| Exercise aim |
Below are the records; copy every line in them that holds the string "segment".

Saved data entries:
++++++++++
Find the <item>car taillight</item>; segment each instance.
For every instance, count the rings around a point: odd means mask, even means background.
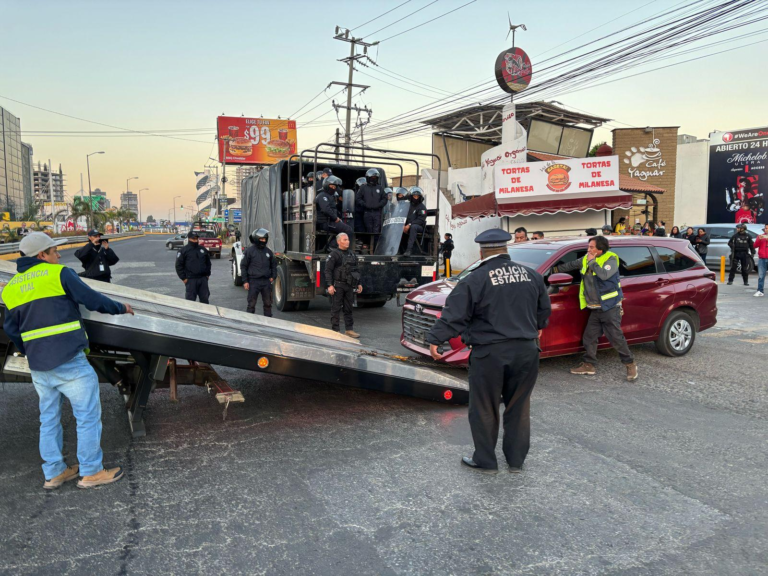
[[[451,392],[450,390],[446,390],[445,392],[443,392],[443,398],[445,398],[446,400],[450,400],[451,398],[453,398],[453,392]]]
[[[319,260],[317,261],[317,269],[316,270],[317,270],[317,272],[315,272],[315,282],[316,282],[315,286],[320,288],[320,261]]]

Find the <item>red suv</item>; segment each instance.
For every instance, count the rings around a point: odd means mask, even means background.
[[[621,326],[629,344],[656,342],[659,352],[682,356],[693,346],[696,333],[717,323],[717,284],[687,240],[658,236],[611,237],[611,252],[620,259],[624,318]],[[552,301],[549,327],[542,334],[543,358],[584,350],[581,337],[587,311],[579,309],[581,272],[552,274],[557,264],[581,259],[589,239],[553,238],[511,244],[513,261],[544,276]],[[456,282],[469,274],[470,266],[454,278],[425,284],[408,294],[403,307],[400,343],[429,356],[425,338],[440,317],[445,300]],[[600,348],[610,344],[602,337]],[[443,362],[466,366],[469,348],[461,338],[444,346]]]

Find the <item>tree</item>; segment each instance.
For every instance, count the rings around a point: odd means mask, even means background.
[[[152,214],[147,216],[147,224],[154,224],[155,219],[152,217]]]
[[[597,149],[600,148],[600,146],[605,146],[607,142],[598,142],[589,151],[589,154],[587,154],[587,158],[594,158],[597,156]]]

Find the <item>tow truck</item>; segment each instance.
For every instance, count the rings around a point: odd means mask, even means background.
[[[218,224],[198,221],[192,224],[192,230],[198,233],[200,246],[207,249],[212,257],[221,258],[221,238],[219,238],[221,227]],[[184,238],[184,246],[188,243],[189,239]]]
[[[340,155],[347,158],[345,164],[339,163]],[[433,159],[436,160],[439,190],[440,158],[437,155],[335,143],[318,144],[313,150],[294,154],[243,179],[243,238],[233,245],[231,251],[234,285],[243,284],[240,262],[248,245],[248,234],[252,230],[266,228],[270,231],[269,247],[278,259],[274,282],[274,300],[278,310],[306,310],[315,297],[326,296],[324,270],[332,236],[318,229],[315,189],[305,184],[307,175],[328,167],[345,186],[351,187],[355,180],[365,176],[369,168],[376,168],[381,175],[379,182],[386,187],[384,166],[399,169],[402,182],[403,164],[413,164],[418,184],[421,165],[414,158],[428,158],[430,164]],[[401,294],[432,282],[437,274],[437,226],[428,224],[418,238],[413,255],[403,256],[403,227],[408,215],[408,203],[397,202],[395,195],[392,196],[383,210],[378,239],[373,234],[362,232],[355,232],[351,238],[350,245],[358,257],[363,286],[355,301],[360,308],[383,306],[395,296],[400,304]],[[341,217],[354,229],[354,191],[345,189],[340,200]],[[427,214],[431,221],[437,222],[437,209],[428,210]]]

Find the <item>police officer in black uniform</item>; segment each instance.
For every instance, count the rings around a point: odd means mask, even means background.
[[[88,244],[78,248],[75,257],[80,260],[84,269],[79,276],[100,282],[111,282],[110,266],[120,261],[115,251],[109,247],[109,241],[101,239],[101,232],[98,230],[88,232]]]
[[[248,307],[246,312],[256,313],[256,302],[261,294],[264,305],[264,316],[272,317],[272,283],[277,278],[277,262],[275,253],[267,248],[269,230],[259,228],[248,239],[251,245],[240,262],[240,275],[245,280],[243,288],[248,290]]]
[[[504,402],[504,456],[520,472],[530,446],[530,398],[539,373],[539,337],[552,312],[541,275],[507,253],[512,236],[486,230],[475,238],[482,263],[462,279],[427,335],[432,357],[438,345],[461,334],[469,357],[469,426],[475,453],[462,464],[498,471],[499,403]]]
[[[335,248],[325,262],[325,283],[331,295],[331,328],[339,331],[339,313],[344,310],[344,332],[352,338],[359,338],[355,332],[352,318],[352,303],[355,292],[363,291],[360,285],[360,272],[357,269],[357,257],[349,249],[349,236],[344,233],[336,236],[338,248]]]
[[[408,191],[408,200],[411,205],[408,207],[408,217],[405,219],[405,226],[403,227],[403,234],[408,235],[405,256],[411,255],[417,236],[424,232],[424,228],[427,226],[427,207],[424,205],[424,191],[418,186],[411,186],[411,189]]]
[[[371,168],[365,173],[365,184],[355,196],[355,206],[365,211],[365,231],[369,234],[381,234],[381,210],[386,205],[387,195],[379,184],[379,171]]]
[[[733,251],[731,256],[731,271],[728,274],[728,285],[733,284],[733,279],[736,277],[736,268],[738,264],[741,264],[741,278],[744,280],[744,286],[749,286],[749,255],[755,255],[755,244],[752,242],[752,238],[747,234],[746,224],[736,225],[736,234],[731,236],[728,240],[728,246]]]
[[[351,234],[352,228],[341,221],[336,206],[336,192],[341,192],[342,181],[338,176],[328,176],[323,180],[323,190],[315,198],[317,204],[317,223],[333,234],[344,232]]]
[[[365,176],[355,180],[355,232],[365,232],[365,207],[357,201],[357,194],[366,183]]]
[[[185,298],[193,302],[208,304],[211,291],[208,289],[208,278],[211,277],[211,256],[208,250],[200,246],[200,235],[197,230],[187,234],[188,243],[176,254],[176,274],[187,287]]]

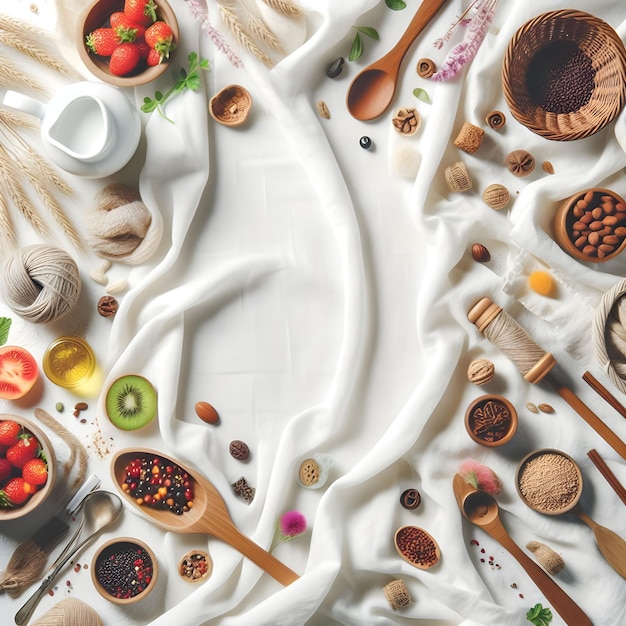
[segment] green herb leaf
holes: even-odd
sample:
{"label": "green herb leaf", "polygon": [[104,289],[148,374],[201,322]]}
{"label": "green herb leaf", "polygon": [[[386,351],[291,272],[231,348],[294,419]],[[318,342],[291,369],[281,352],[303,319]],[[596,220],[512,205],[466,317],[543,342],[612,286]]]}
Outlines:
{"label": "green herb leaf", "polygon": [[349,61],[356,61],[361,58],[363,54],[363,41],[361,40],[361,36],[357,33],[354,36],[354,41],[352,42],[352,47],[350,48],[350,56],[348,57]]}
{"label": "green herb leaf", "polygon": [[392,11],[402,11],[402,9],[406,9],[406,2],[404,2],[404,0],[385,0],[385,4]]}
{"label": "green herb leaf", "polygon": [[535,626],[548,626],[552,621],[552,611],[541,604],[535,604],[532,609],[528,609],[526,619]]}
{"label": "green herb leaf", "polygon": [[372,39],[376,39],[376,41],[380,39],[378,31],[371,26],[355,26],[354,28],[356,28],[360,33],[363,33]]}
{"label": "green herb leaf", "polygon": [[428,92],[425,89],[422,89],[421,87],[416,87],[413,90],[413,95],[418,100],[421,100],[422,102],[427,102],[428,104],[432,104],[432,101],[430,99],[430,96],[428,95]]}
{"label": "green herb leaf", "polygon": [[0,317],[0,346],[3,346],[7,342],[9,330],[11,330],[11,318]]}

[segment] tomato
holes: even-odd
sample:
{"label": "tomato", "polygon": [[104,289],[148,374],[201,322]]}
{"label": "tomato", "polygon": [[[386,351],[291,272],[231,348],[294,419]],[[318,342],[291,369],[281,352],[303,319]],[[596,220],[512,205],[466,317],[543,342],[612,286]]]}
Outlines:
{"label": "tomato", "polygon": [[0,347],[0,398],[16,400],[25,396],[39,377],[33,355],[19,346]]}

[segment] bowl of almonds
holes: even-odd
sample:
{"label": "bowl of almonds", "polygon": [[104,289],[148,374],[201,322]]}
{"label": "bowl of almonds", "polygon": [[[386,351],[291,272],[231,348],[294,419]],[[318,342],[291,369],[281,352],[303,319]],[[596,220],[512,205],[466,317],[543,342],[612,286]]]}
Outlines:
{"label": "bowl of almonds", "polygon": [[501,446],[517,431],[517,411],[504,396],[479,396],[465,411],[465,429],[470,439],[482,446]]}
{"label": "bowl of almonds", "polygon": [[626,246],[626,202],[602,187],[579,191],[558,207],[553,229],[556,242],[575,259],[610,261]]}

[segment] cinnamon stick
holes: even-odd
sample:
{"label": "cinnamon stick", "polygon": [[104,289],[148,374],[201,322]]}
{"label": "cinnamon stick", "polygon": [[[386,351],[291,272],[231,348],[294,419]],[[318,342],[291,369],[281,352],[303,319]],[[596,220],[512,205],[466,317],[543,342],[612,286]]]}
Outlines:
{"label": "cinnamon stick", "polygon": [[619,496],[620,500],[626,504],[626,489],[619,482],[617,476],[610,470],[609,466],[605,463],[604,459],[598,454],[595,449],[589,450],[587,456],[591,459],[593,464],[598,468],[602,476],[611,485],[613,491]]}
{"label": "cinnamon stick", "polygon": [[626,407],[593,374],[585,372],[583,380],[622,417],[626,418]]}

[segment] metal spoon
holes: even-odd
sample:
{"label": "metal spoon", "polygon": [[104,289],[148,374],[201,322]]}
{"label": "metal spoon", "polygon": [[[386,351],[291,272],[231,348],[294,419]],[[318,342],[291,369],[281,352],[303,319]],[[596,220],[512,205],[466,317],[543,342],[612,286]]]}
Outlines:
{"label": "metal spoon", "polygon": [[404,56],[445,1],[423,0],[398,43],[385,56],[357,74],[348,89],[347,105],[352,117],[366,121],[384,113],[396,92]]}
{"label": "metal spoon", "polygon": [[43,579],[35,593],[26,601],[24,606],[15,614],[15,623],[18,626],[26,624],[33,614],[39,600],[48,590],[57,574],[63,566],[84,546],[92,541],[98,533],[110,526],[117,520],[122,512],[122,501],[114,493],[109,491],[94,491],[83,502],[83,516],[85,527],[89,535],[83,539],[73,550],[57,559],[48,575]]}

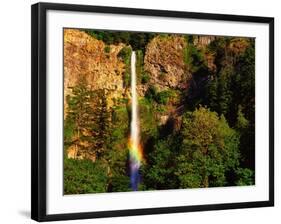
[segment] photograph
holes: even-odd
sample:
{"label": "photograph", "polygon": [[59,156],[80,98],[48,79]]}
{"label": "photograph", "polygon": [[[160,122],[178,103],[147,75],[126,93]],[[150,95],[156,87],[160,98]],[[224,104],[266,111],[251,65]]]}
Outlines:
{"label": "photograph", "polygon": [[255,38],[63,28],[63,194],[255,185]]}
++++++++++
| Exercise solution |
Find the <item>car taillight</item>; segment each instance.
Find the <item>red suv</item>; segment each instance.
Find the <item>tree</item>; segment each instance.
Find the <item>tow truck</item>; segment each instance.
Find the <item>police officer in black uniform</item>; segment each instance.
[segment] green herb leaf
[segment] tomato
[segment] bowl of almonds
[segment] cinnamon stick
[segment] metal spoon
[segment] photograph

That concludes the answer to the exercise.